▸ **The problem**
Locate the line bearing "Think you've got what it takes? Locate blurred" in the material below, then reproduce it and each following line up to and including the line bearing "Think you've got what it takes? Locate shelf unit".

▸ **The data**
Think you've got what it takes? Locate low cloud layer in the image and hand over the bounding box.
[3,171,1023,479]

==

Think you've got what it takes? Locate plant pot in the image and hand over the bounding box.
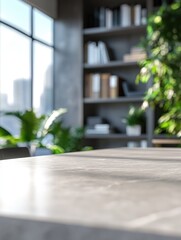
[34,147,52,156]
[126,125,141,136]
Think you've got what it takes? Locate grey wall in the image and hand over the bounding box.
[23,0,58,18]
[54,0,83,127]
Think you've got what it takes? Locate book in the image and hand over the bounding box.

---

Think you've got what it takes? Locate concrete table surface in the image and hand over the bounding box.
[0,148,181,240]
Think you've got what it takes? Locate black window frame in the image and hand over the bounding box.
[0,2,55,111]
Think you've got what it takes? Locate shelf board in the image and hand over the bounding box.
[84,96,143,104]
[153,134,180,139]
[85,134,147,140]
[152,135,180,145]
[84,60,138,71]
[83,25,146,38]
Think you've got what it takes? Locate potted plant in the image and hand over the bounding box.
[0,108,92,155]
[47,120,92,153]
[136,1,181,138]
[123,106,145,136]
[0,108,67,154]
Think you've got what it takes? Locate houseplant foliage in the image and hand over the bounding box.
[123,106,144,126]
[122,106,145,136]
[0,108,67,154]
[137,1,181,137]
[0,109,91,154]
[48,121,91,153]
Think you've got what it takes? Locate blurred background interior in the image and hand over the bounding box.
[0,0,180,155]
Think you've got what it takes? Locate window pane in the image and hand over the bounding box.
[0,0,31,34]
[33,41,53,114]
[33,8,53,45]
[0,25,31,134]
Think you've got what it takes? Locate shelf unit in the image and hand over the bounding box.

▸ **Solution to the problem**
Think you've got what it takes? Locate blurred background interior in the image and hand over the bounding box.
[0,0,180,155]
Think you've got what it takes? Locate window pane in the image and hand over the bounding box.
[0,0,31,34]
[33,41,53,114]
[33,8,53,45]
[0,25,31,134]
Think you've got what it takes? Locate shelf unit in the image and hand over the bounding box.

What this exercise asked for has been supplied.